▶ **DATA RECORDS**:
----

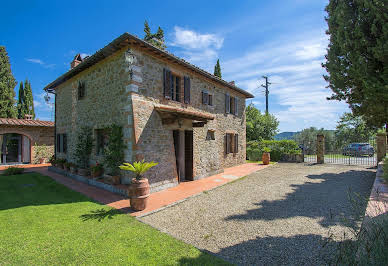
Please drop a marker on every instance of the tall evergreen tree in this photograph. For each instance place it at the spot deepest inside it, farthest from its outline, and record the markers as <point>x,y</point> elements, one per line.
<point>29,100</point>
<point>156,39</point>
<point>217,69</point>
<point>21,99</point>
<point>7,85</point>
<point>357,57</point>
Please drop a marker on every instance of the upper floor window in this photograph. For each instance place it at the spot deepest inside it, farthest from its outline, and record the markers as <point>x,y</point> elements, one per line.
<point>207,98</point>
<point>172,87</point>
<point>61,144</point>
<point>81,90</point>
<point>231,104</point>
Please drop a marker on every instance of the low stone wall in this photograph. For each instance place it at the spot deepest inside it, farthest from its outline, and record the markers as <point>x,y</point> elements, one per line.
<point>89,181</point>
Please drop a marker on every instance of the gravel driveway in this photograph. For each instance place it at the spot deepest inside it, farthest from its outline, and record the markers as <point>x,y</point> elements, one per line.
<point>279,215</point>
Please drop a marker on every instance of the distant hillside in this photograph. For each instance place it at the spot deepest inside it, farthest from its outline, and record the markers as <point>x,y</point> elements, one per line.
<point>285,135</point>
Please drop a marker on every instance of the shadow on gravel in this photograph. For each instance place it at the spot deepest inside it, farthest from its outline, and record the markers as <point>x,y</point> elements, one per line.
<point>297,250</point>
<point>327,200</point>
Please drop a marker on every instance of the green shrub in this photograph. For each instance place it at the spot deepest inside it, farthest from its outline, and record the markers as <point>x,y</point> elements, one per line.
<point>13,171</point>
<point>385,169</point>
<point>278,148</point>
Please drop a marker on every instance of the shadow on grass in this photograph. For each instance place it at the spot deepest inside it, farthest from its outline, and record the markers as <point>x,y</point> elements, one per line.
<point>101,214</point>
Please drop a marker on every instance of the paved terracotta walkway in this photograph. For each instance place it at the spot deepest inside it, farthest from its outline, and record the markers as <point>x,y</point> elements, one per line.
<point>159,199</point>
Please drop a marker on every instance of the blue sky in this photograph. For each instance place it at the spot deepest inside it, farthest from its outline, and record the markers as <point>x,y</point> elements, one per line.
<point>284,39</point>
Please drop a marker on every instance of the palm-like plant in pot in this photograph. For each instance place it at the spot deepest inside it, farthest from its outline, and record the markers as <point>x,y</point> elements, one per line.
<point>140,188</point>
<point>83,150</point>
<point>114,153</point>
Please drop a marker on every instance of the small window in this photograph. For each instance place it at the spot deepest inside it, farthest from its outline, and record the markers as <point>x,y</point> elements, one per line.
<point>102,141</point>
<point>210,135</point>
<point>81,90</point>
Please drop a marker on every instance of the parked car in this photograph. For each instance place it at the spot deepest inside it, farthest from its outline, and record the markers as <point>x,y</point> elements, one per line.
<point>358,149</point>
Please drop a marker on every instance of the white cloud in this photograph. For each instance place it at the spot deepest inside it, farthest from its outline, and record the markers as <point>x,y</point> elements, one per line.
<point>197,48</point>
<point>298,92</point>
<point>40,62</point>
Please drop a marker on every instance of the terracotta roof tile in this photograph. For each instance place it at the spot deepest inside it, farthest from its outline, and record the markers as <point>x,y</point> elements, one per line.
<point>25,122</point>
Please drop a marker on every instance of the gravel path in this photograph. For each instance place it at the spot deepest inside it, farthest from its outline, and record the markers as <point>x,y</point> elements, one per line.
<point>279,215</point>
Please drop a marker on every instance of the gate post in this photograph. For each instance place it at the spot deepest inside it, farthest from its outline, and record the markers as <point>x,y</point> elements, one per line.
<point>381,144</point>
<point>320,148</point>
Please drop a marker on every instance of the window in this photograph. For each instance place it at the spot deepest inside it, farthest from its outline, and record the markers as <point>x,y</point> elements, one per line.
<point>231,104</point>
<point>231,143</point>
<point>207,98</point>
<point>81,90</point>
<point>210,135</point>
<point>172,87</point>
<point>102,141</point>
<point>61,143</point>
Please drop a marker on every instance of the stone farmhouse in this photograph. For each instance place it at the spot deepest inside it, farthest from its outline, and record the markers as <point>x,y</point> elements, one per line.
<point>189,121</point>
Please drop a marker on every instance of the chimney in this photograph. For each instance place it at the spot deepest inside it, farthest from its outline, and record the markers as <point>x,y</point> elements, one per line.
<point>76,61</point>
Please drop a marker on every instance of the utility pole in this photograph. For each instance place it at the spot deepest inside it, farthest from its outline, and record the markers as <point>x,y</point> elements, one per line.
<point>266,93</point>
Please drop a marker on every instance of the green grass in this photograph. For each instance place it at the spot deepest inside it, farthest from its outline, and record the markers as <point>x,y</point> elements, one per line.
<point>45,223</point>
<point>259,162</point>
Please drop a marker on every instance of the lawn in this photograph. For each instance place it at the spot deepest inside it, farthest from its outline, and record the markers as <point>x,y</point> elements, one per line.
<point>43,222</point>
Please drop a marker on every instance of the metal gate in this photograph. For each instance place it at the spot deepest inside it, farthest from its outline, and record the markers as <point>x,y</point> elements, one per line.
<point>353,153</point>
<point>342,152</point>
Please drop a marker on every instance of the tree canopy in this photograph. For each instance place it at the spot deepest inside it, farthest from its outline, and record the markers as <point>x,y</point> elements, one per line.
<point>260,126</point>
<point>156,39</point>
<point>217,69</point>
<point>7,85</point>
<point>357,57</point>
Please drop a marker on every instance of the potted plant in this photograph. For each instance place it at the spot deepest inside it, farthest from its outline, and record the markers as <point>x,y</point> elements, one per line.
<point>83,150</point>
<point>97,170</point>
<point>67,166</point>
<point>140,188</point>
<point>114,153</point>
<point>266,157</point>
<point>73,168</point>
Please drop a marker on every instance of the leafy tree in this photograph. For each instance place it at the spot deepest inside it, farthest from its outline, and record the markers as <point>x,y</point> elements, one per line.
<point>7,85</point>
<point>156,39</point>
<point>260,126</point>
<point>217,69</point>
<point>351,128</point>
<point>357,57</point>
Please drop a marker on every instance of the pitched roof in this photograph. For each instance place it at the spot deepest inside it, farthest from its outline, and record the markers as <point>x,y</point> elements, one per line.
<point>25,122</point>
<point>121,42</point>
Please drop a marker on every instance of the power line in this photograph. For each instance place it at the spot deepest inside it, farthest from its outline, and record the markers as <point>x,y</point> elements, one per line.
<point>266,92</point>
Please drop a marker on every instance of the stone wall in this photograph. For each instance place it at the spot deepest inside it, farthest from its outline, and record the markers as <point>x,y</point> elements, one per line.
<point>38,135</point>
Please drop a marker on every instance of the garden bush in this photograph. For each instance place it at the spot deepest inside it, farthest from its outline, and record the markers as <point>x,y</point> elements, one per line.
<point>278,148</point>
<point>13,171</point>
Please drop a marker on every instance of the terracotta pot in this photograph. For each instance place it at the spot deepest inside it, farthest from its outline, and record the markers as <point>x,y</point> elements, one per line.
<point>139,193</point>
<point>73,170</point>
<point>83,172</point>
<point>116,180</point>
<point>266,158</point>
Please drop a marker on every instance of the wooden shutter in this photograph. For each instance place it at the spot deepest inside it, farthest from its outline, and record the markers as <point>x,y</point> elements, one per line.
<point>187,89</point>
<point>236,143</point>
<point>227,103</point>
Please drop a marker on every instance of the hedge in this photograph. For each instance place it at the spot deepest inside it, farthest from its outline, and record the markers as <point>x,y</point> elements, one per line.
<point>278,149</point>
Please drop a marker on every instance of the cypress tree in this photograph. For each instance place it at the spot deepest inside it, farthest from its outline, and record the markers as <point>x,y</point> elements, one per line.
<point>29,100</point>
<point>156,39</point>
<point>21,99</point>
<point>7,85</point>
<point>217,69</point>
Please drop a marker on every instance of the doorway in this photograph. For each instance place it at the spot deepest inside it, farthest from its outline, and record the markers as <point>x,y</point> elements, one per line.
<point>183,145</point>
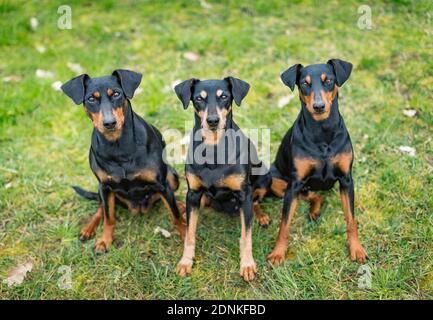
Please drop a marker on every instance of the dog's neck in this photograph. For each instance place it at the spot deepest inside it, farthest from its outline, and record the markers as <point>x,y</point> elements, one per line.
<point>320,131</point>
<point>126,143</point>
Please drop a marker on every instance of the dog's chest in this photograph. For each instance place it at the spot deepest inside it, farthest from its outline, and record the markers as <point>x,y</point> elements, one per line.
<point>322,173</point>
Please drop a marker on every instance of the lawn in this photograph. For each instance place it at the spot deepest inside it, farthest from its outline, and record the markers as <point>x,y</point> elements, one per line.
<point>44,141</point>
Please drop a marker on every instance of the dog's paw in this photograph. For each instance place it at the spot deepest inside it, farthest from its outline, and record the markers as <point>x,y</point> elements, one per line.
<point>248,270</point>
<point>357,252</point>
<point>277,256</point>
<point>102,245</point>
<point>264,220</point>
<point>87,233</point>
<point>184,267</point>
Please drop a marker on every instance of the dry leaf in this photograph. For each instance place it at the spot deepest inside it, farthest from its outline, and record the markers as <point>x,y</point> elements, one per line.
<point>162,231</point>
<point>16,275</point>
<point>409,150</point>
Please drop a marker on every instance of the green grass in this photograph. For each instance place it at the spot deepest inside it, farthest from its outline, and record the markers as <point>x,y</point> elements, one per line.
<point>44,142</point>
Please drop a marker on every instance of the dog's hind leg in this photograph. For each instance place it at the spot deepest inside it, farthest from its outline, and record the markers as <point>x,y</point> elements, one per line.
<point>248,268</point>
<point>315,201</point>
<point>261,217</point>
<point>89,230</point>
<point>104,242</point>
<point>169,200</point>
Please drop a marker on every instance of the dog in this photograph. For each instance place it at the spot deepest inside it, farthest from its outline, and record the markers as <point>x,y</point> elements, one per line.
<point>230,184</point>
<point>316,152</point>
<point>126,154</point>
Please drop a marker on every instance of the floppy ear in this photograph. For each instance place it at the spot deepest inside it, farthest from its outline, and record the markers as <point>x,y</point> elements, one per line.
<point>184,91</point>
<point>239,89</point>
<point>290,77</point>
<point>75,88</point>
<point>129,80</point>
<point>342,70</point>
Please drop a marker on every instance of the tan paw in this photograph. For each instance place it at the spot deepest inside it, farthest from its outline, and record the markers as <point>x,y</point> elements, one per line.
<point>248,270</point>
<point>87,233</point>
<point>184,267</point>
<point>277,256</point>
<point>102,245</point>
<point>264,220</point>
<point>357,252</point>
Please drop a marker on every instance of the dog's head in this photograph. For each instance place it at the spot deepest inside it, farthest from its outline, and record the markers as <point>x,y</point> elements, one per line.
<point>318,84</point>
<point>212,99</point>
<point>105,99</point>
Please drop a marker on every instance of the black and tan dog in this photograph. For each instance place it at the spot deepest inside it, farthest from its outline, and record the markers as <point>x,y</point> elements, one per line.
<point>316,152</point>
<point>126,154</point>
<point>221,165</point>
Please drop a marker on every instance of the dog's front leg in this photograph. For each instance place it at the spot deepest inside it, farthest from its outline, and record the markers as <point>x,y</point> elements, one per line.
<point>248,265</point>
<point>276,257</point>
<point>184,267</point>
<point>347,193</point>
<point>171,205</point>
<point>109,209</point>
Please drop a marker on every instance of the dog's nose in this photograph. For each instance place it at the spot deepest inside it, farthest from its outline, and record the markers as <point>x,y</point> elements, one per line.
<point>109,124</point>
<point>213,120</point>
<point>319,106</point>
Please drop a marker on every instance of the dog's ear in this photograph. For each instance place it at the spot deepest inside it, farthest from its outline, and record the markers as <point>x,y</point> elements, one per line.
<point>239,89</point>
<point>129,80</point>
<point>184,91</point>
<point>76,88</point>
<point>290,77</point>
<point>342,70</point>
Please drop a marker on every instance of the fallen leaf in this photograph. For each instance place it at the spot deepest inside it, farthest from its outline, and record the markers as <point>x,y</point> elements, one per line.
<point>162,231</point>
<point>43,74</point>
<point>283,101</point>
<point>191,56</point>
<point>409,150</point>
<point>410,113</point>
<point>57,85</point>
<point>34,23</point>
<point>16,275</point>
<point>75,67</point>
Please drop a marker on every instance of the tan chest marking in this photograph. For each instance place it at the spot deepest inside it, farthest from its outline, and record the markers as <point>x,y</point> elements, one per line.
<point>304,166</point>
<point>194,182</point>
<point>233,182</point>
<point>104,177</point>
<point>343,161</point>
<point>147,175</point>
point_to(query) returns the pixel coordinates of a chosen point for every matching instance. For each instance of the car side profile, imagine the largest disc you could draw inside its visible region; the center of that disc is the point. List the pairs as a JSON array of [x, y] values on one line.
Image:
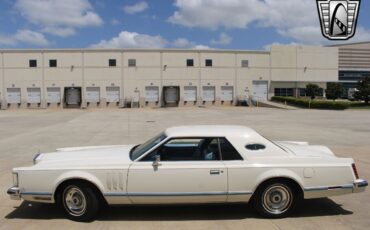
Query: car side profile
[[187, 165]]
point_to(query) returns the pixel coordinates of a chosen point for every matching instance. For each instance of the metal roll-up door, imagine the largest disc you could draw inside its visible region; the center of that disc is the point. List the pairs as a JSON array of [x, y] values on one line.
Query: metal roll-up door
[[54, 95], [171, 94], [33, 95], [190, 93], [113, 94], [14, 95], [151, 94], [73, 96], [227, 93], [209, 93], [92, 94], [260, 90]]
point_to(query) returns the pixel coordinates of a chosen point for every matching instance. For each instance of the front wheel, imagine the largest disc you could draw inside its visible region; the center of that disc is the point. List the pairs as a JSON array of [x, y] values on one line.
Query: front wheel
[[79, 202], [275, 200]]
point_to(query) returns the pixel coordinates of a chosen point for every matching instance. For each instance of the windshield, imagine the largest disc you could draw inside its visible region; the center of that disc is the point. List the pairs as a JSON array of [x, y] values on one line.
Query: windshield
[[139, 150]]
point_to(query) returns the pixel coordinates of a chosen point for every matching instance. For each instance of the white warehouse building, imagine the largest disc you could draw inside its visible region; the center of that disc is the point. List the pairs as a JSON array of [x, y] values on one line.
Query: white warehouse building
[[159, 77]]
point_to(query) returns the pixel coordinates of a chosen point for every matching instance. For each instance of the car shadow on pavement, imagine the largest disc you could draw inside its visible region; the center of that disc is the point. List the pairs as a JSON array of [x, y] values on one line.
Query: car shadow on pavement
[[308, 208]]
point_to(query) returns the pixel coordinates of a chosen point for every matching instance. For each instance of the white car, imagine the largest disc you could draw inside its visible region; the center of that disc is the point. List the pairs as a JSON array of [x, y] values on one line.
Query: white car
[[189, 164]]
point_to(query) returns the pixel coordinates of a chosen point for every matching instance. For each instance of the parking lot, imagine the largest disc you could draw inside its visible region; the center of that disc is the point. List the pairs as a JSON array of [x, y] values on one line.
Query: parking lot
[[23, 133]]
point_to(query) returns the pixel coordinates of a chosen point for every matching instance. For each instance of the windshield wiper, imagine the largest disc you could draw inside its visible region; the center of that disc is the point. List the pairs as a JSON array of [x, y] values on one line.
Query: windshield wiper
[[132, 150]]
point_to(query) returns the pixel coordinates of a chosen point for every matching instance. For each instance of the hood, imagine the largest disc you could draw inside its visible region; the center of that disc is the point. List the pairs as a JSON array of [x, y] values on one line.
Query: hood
[[89, 156], [306, 150]]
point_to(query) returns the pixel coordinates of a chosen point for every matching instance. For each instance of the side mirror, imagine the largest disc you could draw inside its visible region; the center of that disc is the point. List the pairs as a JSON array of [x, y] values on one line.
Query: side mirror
[[156, 162]]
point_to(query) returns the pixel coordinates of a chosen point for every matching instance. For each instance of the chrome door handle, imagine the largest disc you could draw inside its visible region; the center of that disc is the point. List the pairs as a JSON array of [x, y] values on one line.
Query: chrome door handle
[[214, 172]]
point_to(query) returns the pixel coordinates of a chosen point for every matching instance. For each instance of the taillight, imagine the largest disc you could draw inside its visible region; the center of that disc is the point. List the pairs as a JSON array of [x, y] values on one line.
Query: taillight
[[355, 171]]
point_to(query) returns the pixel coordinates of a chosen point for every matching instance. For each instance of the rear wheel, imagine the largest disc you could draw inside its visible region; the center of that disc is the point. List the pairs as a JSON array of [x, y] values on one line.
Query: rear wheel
[[275, 200], [79, 202]]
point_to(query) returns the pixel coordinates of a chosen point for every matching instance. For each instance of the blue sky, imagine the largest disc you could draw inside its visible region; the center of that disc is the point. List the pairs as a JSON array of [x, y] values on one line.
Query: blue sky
[[223, 24]]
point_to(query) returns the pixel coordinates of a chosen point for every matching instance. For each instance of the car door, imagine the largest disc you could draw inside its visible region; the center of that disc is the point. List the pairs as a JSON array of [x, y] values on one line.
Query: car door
[[190, 171]]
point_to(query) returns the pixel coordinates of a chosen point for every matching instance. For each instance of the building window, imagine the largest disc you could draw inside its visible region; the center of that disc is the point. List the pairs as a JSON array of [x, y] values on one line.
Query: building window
[[284, 92], [245, 63], [112, 62], [33, 63], [190, 62], [131, 62], [53, 63], [302, 92]]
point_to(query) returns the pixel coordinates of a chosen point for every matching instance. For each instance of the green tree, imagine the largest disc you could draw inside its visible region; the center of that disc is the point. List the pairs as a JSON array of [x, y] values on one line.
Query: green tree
[[312, 90], [363, 92], [334, 91]]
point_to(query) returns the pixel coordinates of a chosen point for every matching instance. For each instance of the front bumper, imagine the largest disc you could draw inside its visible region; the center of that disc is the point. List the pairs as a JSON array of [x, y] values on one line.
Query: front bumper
[[359, 185], [14, 193]]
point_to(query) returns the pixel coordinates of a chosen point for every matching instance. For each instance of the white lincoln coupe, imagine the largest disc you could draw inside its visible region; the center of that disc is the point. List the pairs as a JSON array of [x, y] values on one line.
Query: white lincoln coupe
[[187, 165]]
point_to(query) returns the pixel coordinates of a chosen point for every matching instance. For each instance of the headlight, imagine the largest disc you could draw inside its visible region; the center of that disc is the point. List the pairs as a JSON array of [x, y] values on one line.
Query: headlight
[[35, 158], [15, 179]]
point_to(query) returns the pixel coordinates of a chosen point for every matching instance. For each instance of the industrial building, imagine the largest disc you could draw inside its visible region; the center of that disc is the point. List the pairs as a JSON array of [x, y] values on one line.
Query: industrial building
[[62, 78], [354, 64]]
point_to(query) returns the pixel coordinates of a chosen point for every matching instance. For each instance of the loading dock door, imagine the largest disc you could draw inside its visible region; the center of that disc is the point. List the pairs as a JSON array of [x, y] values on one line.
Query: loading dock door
[[227, 93], [208, 93], [53, 95], [151, 94], [92, 94], [112, 94], [171, 94], [190, 93], [14, 95], [33, 95], [260, 90], [73, 96]]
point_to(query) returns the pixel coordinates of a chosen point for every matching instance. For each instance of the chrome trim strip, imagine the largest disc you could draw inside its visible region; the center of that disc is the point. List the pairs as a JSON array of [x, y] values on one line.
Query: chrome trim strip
[[36, 193], [361, 183], [321, 188], [180, 193]]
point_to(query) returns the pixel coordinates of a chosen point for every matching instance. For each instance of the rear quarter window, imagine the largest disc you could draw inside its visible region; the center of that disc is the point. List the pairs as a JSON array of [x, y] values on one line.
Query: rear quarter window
[[255, 147]]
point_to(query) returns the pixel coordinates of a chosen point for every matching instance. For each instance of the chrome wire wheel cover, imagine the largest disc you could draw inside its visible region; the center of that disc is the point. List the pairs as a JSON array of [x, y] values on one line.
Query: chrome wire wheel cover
[[74, 201], [277, 199]]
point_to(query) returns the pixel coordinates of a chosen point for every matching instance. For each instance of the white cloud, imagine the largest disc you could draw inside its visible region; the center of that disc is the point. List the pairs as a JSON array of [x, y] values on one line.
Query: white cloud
[[224, 39], [128, 39], [268, 47], [182, 43], [61, 32], [115, 22], [7, 41], [136, 8], [201, 47], [25, 37], [296, 19], [59, 18], [217, 13]]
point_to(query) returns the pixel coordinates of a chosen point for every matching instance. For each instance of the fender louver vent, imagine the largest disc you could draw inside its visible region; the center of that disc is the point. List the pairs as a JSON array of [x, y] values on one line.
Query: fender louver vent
[[115, 180]]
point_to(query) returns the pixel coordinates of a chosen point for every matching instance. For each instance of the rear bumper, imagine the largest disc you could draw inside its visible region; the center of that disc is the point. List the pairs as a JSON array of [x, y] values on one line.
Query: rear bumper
[[359, 185], [14, 193]]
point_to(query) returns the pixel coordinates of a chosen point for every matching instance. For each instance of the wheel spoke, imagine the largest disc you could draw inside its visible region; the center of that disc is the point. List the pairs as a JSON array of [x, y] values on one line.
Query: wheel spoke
[[277, 199], [74, 201]]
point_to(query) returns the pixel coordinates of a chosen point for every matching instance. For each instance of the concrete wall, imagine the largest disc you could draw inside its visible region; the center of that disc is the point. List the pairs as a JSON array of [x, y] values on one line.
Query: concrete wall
[[161, 68]]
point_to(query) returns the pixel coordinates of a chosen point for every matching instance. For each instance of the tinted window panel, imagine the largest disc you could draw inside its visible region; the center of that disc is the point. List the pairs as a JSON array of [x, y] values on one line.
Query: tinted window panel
[[33, 63], [112, 62], [53, 63], [228, 151], [187, 149], [255, 147]]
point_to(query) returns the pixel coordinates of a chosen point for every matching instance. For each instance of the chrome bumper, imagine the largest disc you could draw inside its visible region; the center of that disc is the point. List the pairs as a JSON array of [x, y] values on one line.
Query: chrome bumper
[[359, 185], [14, 193]]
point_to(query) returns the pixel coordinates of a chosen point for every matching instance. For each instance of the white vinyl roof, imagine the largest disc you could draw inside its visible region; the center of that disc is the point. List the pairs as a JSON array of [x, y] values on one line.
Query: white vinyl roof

----

▶ **WORK TO COMPLETE**: Could you reproduce, character for character, the stretch of the listing that opens with the line containing "windshield wiper, imagine" and closes with the line containing "[[132, 150]]", including both of those lines?

▶ **FULL ANSWER**:
point_to(query) returns the pixel coordinates of a chosen point for every matching instance. For each instance of the windshield wiper, imagine the largest disc you could draw inside its visible region; the center of that disc is the point. List the pairs as a JSON array of [x, y] values on one line.
Query: windshield wiper
[[132, 150]]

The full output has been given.